Aim
Copy out every one of the following lines word for word.

========

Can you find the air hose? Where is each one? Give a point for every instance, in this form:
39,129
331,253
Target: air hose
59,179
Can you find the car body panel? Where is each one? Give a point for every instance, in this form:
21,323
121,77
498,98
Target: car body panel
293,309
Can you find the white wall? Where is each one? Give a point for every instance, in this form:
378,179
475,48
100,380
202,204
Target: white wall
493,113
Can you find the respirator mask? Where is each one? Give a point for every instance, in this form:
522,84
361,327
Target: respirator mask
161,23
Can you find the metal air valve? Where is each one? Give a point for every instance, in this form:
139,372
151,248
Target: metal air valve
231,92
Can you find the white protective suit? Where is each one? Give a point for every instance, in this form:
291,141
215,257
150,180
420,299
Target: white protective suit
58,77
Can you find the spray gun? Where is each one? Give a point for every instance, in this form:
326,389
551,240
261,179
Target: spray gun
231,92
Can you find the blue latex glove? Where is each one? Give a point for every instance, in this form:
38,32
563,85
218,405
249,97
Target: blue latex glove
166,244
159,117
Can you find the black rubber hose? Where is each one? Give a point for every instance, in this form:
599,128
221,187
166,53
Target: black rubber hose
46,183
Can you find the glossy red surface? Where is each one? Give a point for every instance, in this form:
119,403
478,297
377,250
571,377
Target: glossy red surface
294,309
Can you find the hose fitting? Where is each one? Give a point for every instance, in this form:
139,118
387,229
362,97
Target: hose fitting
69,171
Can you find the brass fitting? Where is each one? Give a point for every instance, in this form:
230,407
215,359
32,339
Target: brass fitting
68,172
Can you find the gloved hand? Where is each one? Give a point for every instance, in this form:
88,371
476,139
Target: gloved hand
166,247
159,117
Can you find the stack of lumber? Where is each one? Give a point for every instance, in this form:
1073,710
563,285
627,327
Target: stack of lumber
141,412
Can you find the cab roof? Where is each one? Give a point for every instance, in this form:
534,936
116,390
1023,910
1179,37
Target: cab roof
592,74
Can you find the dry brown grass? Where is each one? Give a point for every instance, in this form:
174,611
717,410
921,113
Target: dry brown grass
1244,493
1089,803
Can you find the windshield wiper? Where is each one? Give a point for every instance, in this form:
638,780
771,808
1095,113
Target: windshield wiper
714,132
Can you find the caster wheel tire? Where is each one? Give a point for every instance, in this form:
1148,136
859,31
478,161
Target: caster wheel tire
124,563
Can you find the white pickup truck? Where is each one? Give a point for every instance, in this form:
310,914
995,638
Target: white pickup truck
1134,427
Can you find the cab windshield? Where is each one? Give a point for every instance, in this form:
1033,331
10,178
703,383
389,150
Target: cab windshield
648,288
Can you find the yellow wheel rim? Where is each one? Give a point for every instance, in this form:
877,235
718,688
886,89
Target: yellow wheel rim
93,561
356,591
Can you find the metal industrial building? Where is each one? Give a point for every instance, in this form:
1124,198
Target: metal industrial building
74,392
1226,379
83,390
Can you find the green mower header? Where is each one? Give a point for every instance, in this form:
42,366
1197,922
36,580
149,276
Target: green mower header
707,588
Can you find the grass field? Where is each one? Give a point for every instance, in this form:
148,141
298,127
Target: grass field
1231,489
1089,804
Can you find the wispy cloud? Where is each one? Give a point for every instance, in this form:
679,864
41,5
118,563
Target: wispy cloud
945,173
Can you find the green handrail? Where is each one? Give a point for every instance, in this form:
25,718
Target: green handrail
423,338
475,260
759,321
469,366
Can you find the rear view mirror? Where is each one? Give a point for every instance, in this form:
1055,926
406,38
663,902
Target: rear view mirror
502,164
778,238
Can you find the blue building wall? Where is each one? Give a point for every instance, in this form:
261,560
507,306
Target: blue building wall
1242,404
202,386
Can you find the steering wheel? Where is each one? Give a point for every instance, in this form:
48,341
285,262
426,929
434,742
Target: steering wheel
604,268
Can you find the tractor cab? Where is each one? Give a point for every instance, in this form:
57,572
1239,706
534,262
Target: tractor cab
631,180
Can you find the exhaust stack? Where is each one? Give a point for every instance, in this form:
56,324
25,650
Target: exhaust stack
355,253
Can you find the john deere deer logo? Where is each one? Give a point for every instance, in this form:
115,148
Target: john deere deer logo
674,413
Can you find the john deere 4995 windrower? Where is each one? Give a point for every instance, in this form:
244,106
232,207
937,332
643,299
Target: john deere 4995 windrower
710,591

========

The answer
Can you find the air hose? Where is each one? Give a point for every instance, in this form:
39,129
331,253
Target: air hose
59,179
Can you find the car body panel? Where is each one? Give a point for every instance, in this form:
21,323
121,77
498,98
Target: car body panel
293,309
Can you find the white wall? Where is each one? Give a point for every instance, in this form:
378,179
475,48
100,380
202,204
Target: white wall
493,113
Can you find the respirator mask? Where is each one? Give a point for every instance, in this form:
522,84
361,327
Target: respirator mask
161,23
Can you find the metal air valve? Where is each one? Give a point for every instance, in this form:
139,372
151,248
Target: metal air valve
231,92
Can you find the white protective suit? Where is each one? Give a point for every instance, in this form:
291,141
215,257
150,180
420,299
Target: white protective suit
58,77
Can you find the spray gun? Where is each one? Give a point for every instance, in this form:
326,389
551,240
261,179
Target: spray gun
231,92
Can you find the blue latex glove? Where is each one? Give a point for every instance, in this form:
38,32
563,85
218,405
249,97
Target: blue latex glove
166,244
159,117
Can you find the black rubber hose? Where is each one? Give a point for every instance, in this form:
599,128
221,187
166,53
Target: black rubber hose
46,183
Can you find the glossy red surface? Where is each one? Give a point for every instance, in this form:
119,403
478,297
377,250
571,377
Target: glossy red surface
294,309
Can you find the hose fitting? Where is each one? Give a point for every instance, in this form:
139,118
387,229
362,97
Target: hose fitting
69,171
Can you find the brass fitting? Where is each one? Give a point for every instance, in this form:
230,407
215,359
32,339
Target: brass fitting
68,172
Can you find the gloved hand? Where is each one? Give a point for every instance, in this form:
88,371
476,139
Target: gloved hand
166,247
159,117
Can you find the stack of lumber? Where is each one? Give a point for every instance, in this form:
1073,710
563,285
627,327
Target: stack of lumber
141,412
Can you find the cab roof? Where is each one? Give a point for every instance, in this form:
534,936
116,390
1023,910
1179,37
Target: cab roof
592,74
Can you find the dry brown grass? Where is each one? Give a point for every instance, in this form:
174,611
717,410
921,113
Target: dry brown grass
1244,493
1089,803
Can you find the windshield wiper? Where is each one? Give a point for every instance, in this form:
638,780
771,808
1095,113
Target: windshield wiper
714,132
Can you find the caster wheel tire? Where is each one? Give a point for every instance, in this form:
1148,136
859,31
478,161
Target: caster wheel tire
124,563
Can you find the white pickup truck? Where is each one? Give a point for every instance, in this form:
310,914
995,638
Target: white pickup truck
1134,427
Can you find the cab windshield? Where is each one? Give a point for every instance, in this form:
1033,331
10,178
703,383
389,150
Target: cab windshield
648,288
Can you find the yellow wheel rim? Where is each one? Give a point for every instance, in this form:
877,235
718,688
886,89
Target: yellow wheel rim
93,561
356,591
Can you find the metal industrial building? Where is each one? Give a point for every instance, in this form:
1124,198
Target: metal industrial building
74,392
1226,379
83,390
Can you find the green mower header? Where is each one? Give a point for every instance, in this form:
42,366
1197,922
36,580
149,276
Target: green mower header
707,588
Can you find the grass field? Where is each one? Give a point for every instance, in this form:
148,141
298,127
Target: grass field
1231,489
1089,804
Can you find the wispy cloud? Where is each one? Give a point for every instance, in this form:
679,864
41,5
118,563
Target: wispy cloud
945,173
Can you find the green handrail? Where is each one? Give a point for every instance, in this form:
25,718
Target: green handrail
423,338
475,260
759,321
469,366
Can you find the rear view mirror? Where is each one? Give a point for every instance, in this form:
1055,926
406,38
663,902
Target: rear view mirror
502,164
778,238
Can you find the blue building wall? Where is each one? Give a point for every instance, in this form:
261,560
507,306
Target: blue building wall
1242,404
202,386
Can you find the steering wheel? Where is each one? Give a point for every instance, in this form:
48,341
285,262
426,929
434,742
Target: steering wheel
604,268
Can you find the tractor cab? Where is each one? Give a point for every instance, in this form:
57,572
1239,706
534,262
Target: tractor cab
631,180
Can you find the exhaust stack? Where is each one? Give a point for every instance, in this form:
56,324
25,650
Target: exhaust stack
355,253
Can you find the john deere deer logo? Where is each one? Give a point for every instance, in this form:
115,148
Target: john deere deer logo
674,413
Can you find the john deere 4995 windrower? Where is each one? Give a point for every instance, in this form:
244,106
232,207
937,332
643,299
Target: john deere 4995 windrower
710,591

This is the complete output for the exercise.